=== AIM OF THE TASK ===
Repeat exactly, and only, the lines from the one containing "Every instance of the microwave" through the last line of the data below.

[Items from a data source]
===============

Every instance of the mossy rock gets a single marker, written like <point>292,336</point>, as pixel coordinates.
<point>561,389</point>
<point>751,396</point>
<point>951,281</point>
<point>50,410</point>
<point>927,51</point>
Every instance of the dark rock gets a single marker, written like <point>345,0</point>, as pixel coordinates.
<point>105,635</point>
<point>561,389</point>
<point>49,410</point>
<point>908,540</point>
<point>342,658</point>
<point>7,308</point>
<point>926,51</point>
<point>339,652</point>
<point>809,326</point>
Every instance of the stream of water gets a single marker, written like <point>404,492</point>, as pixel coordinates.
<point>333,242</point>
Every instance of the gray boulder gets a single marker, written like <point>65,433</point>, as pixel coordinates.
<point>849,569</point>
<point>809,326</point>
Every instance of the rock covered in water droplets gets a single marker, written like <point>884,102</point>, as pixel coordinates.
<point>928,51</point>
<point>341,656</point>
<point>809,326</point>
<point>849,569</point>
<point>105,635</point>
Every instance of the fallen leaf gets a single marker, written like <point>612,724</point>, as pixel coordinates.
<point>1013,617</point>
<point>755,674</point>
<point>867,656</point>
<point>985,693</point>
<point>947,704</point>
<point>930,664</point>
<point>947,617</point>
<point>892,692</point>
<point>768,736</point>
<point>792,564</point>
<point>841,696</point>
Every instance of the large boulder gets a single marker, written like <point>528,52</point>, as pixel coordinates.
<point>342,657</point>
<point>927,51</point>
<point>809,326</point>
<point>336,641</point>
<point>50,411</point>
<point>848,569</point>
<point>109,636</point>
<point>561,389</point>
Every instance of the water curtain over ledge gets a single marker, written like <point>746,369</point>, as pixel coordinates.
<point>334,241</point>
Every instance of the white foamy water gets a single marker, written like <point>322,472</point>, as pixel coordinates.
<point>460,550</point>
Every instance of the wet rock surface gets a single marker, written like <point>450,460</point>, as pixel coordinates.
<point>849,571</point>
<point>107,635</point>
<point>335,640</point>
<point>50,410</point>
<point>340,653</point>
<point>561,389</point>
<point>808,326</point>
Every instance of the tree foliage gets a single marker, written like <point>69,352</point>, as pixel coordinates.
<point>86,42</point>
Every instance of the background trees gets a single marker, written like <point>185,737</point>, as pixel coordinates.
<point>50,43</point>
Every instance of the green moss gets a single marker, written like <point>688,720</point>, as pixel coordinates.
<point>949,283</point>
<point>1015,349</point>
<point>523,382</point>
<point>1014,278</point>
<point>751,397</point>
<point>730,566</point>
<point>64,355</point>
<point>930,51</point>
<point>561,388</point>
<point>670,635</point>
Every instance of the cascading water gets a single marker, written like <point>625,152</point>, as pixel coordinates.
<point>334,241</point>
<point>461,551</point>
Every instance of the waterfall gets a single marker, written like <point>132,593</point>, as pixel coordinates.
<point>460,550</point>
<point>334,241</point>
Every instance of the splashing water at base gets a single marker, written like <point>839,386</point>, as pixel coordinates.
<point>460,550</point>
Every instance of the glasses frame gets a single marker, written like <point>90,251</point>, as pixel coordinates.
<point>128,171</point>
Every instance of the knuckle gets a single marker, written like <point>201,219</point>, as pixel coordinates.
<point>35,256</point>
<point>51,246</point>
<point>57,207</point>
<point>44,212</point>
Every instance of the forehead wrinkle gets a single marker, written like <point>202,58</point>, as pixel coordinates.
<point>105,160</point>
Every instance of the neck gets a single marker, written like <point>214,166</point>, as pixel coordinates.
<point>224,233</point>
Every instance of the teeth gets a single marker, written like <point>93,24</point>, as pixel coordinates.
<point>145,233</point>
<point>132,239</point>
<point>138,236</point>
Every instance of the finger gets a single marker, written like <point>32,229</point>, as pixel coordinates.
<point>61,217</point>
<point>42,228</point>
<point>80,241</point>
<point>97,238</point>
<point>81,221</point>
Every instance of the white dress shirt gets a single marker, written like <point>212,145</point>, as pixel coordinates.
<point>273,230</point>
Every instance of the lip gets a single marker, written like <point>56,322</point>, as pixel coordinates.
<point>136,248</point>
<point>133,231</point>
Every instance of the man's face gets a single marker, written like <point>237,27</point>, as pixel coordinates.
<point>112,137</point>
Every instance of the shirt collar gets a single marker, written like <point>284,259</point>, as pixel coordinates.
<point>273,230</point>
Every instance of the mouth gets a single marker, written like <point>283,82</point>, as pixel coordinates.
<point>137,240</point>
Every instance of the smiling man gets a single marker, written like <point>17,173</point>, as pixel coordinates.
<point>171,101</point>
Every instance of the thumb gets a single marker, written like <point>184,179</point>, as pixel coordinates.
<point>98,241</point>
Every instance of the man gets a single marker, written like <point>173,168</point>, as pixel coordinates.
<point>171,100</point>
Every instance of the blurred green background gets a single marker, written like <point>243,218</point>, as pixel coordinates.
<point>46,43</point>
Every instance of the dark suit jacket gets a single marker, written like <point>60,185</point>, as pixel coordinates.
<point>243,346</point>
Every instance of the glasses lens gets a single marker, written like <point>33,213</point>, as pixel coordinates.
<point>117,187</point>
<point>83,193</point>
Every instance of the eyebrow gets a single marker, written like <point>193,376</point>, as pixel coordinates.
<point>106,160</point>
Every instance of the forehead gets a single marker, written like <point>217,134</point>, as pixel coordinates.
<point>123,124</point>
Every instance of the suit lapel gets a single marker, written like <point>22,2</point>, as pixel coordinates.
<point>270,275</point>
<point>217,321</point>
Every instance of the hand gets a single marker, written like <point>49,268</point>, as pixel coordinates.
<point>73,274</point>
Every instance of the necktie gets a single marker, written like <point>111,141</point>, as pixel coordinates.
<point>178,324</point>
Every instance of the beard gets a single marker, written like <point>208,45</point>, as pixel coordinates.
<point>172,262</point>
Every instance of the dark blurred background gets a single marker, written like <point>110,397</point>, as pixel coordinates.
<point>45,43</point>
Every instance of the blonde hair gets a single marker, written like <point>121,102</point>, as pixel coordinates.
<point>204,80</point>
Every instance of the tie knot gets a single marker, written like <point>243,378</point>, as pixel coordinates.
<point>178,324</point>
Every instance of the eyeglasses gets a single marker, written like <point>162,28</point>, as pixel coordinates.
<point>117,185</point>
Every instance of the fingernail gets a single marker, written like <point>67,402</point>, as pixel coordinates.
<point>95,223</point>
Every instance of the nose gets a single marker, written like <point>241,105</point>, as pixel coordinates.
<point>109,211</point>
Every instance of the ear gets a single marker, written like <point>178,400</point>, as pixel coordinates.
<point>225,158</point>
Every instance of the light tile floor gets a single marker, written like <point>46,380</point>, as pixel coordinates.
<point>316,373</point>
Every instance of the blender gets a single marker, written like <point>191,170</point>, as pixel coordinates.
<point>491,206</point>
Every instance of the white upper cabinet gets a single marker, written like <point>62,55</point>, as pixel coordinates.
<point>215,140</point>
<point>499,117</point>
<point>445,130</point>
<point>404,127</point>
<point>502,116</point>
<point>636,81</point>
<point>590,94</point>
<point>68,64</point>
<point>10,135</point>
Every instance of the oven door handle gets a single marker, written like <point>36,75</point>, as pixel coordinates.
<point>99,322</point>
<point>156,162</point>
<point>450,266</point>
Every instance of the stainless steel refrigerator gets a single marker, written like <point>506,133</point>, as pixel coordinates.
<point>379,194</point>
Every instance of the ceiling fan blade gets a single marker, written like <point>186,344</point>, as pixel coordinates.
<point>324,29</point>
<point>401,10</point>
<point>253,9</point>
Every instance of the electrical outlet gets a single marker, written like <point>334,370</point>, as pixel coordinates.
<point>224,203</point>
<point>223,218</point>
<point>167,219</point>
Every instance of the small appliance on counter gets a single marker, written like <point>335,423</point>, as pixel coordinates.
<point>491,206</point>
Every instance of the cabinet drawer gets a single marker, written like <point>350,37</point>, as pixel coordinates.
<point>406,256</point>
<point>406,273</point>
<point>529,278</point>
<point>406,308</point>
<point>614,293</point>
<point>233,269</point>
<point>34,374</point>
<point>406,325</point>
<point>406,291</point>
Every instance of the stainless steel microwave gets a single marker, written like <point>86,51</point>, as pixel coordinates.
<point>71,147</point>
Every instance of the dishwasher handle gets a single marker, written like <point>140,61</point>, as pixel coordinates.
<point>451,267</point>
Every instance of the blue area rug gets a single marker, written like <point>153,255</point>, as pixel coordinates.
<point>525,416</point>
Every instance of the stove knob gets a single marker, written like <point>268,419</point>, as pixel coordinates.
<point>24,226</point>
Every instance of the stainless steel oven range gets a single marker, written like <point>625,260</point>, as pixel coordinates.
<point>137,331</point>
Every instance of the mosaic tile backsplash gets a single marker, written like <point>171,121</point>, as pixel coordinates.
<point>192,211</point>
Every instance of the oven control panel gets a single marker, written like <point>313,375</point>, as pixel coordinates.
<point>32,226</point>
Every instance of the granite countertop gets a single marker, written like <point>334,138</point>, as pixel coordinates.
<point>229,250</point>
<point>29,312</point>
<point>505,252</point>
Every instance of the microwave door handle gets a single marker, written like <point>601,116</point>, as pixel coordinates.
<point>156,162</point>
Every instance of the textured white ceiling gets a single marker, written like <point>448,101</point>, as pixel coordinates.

===============

=== THE ANSWER ===
Every instance of the microwave door handle gets a single marker, written like <point>601,116</point>, as pixel coordinates.
<point>156,162</point>
Every instance of the textured white ceiling gets a single marker, written like <point>448,101</point>, as pixel coordinates.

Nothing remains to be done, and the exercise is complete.